• INSTRUCTIONS TO FOLLOW:
Please rewrite the material from the line containing "the black chair?" through its final line, both included, as a JSON list of strings with one string per line and blank lines omitted.

• INPUT RECORDS:

═══

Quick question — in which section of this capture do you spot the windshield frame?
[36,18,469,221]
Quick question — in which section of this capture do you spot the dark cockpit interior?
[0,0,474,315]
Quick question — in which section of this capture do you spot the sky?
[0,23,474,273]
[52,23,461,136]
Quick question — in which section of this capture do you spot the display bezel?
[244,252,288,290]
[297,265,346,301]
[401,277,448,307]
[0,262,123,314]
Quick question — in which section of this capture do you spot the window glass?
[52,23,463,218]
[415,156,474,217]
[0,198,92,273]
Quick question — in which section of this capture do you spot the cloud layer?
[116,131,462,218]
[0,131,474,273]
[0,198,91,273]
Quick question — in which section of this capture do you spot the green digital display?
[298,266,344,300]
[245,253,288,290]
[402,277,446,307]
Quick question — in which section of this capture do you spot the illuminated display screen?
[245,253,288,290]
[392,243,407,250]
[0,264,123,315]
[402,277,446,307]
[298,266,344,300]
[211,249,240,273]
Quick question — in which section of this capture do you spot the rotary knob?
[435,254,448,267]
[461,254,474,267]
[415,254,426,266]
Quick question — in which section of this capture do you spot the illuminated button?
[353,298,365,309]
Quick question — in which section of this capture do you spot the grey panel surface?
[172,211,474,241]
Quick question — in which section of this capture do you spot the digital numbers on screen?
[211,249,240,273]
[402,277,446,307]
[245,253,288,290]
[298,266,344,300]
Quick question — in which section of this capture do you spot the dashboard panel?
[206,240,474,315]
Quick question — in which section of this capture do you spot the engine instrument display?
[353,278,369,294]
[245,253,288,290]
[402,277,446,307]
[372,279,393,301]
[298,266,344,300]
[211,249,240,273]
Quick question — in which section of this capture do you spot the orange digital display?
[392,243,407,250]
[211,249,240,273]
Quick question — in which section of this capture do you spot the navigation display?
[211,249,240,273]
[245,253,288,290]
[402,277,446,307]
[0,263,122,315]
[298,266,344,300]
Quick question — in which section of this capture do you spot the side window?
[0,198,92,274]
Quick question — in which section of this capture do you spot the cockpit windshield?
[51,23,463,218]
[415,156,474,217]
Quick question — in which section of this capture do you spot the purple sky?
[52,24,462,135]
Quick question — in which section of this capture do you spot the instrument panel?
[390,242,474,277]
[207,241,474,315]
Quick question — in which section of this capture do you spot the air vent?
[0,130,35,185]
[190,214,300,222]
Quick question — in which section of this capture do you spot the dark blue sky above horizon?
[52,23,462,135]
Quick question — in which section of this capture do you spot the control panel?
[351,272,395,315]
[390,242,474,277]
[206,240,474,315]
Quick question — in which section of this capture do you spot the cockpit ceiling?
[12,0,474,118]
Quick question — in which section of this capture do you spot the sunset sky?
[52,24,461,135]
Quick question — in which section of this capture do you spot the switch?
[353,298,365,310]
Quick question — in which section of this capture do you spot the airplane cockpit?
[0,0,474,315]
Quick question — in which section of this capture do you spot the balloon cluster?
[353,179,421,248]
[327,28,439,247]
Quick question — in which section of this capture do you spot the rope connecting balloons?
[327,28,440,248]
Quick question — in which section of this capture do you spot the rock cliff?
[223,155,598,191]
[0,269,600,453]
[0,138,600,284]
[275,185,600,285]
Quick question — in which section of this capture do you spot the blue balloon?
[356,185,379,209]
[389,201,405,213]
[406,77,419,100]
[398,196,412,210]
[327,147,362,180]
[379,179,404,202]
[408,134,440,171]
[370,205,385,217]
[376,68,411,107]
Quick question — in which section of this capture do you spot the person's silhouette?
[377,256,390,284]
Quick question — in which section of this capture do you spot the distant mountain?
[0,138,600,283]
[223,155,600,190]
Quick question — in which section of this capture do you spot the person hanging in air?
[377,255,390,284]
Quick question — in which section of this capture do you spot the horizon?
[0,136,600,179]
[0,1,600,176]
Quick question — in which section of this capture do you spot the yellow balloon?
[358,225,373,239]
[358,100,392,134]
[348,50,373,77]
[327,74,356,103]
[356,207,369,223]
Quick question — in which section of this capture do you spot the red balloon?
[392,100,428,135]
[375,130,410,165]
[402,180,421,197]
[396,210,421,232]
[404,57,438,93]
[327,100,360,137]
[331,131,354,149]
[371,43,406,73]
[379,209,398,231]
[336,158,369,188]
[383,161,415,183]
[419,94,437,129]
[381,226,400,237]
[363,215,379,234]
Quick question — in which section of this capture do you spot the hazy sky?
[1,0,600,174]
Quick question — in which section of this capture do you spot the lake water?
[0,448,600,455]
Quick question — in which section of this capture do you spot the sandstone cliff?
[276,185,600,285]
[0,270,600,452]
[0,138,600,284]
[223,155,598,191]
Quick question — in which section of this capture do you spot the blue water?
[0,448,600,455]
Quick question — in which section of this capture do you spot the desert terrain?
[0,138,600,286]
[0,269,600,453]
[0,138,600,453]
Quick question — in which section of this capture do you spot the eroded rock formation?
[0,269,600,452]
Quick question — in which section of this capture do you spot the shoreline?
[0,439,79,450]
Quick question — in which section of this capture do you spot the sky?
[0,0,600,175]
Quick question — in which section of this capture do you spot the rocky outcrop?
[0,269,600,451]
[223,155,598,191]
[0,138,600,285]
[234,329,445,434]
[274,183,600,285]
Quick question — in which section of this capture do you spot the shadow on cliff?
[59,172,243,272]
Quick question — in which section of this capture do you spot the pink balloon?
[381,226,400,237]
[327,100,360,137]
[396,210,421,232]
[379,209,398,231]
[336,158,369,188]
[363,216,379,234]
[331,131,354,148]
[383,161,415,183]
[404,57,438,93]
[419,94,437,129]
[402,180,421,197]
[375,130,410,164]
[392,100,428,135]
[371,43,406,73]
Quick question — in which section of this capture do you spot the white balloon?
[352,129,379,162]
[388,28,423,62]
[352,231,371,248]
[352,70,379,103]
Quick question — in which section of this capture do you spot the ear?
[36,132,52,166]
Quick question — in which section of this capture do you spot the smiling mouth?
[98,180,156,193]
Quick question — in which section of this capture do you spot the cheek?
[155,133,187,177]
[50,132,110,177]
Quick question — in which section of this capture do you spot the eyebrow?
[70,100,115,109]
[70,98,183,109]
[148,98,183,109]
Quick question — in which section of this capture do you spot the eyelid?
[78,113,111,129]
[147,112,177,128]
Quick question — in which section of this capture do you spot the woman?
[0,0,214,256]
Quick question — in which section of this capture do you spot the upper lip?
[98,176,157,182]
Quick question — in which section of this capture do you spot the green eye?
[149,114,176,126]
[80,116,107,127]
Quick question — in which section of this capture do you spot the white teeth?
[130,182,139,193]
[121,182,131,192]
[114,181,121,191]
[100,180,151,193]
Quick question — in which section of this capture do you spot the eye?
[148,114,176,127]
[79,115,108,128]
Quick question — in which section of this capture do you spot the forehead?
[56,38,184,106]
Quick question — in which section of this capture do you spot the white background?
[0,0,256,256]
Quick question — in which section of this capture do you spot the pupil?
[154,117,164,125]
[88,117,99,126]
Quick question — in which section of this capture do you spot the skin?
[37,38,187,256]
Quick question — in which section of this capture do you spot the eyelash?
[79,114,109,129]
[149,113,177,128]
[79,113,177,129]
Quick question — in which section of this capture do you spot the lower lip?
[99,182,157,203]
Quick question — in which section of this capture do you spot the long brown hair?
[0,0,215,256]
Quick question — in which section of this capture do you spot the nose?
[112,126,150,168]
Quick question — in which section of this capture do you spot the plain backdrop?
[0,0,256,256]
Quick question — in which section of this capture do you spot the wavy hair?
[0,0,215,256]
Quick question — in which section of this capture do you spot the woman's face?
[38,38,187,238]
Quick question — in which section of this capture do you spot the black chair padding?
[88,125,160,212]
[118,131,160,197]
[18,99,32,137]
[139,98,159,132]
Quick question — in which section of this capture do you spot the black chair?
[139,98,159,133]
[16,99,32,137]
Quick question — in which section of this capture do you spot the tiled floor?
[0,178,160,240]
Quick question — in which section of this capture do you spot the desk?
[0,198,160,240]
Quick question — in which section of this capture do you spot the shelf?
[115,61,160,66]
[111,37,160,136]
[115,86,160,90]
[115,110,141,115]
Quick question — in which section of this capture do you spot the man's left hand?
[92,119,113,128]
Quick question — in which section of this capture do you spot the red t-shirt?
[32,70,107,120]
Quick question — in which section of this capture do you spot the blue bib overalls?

═══

• TASK OUTPUT:
[
  "Quick question — in which section of this capture do you spot the black chair?",
  "[139,98,159,133]",
  "[16,99,32,137]",
  "Quick question — in which section of this capture do you spot the tiled floor?",
  "[0,178,160,240]",
  "Quick question — in which section of this capture do you spot the desk?",
  "[0,198,160,240]",
  "Quick question — in which section of this capture do you spot the shelf?",
  "[115,61,160,66]",
  "[111,37,160,136]",
  "[115,86,160,90]",
  "[115,110,141,115]",
  "Quick question — in which section of this capture do you spot the man's left hand?",
  "[92,119,113,128]",
  "Quick question — in which section of this capture do you spot the red t-shirt?",
  "[32,70,107,120]",
  "Quick question — in which section of this capture do you spot the blue bib overalls?"
]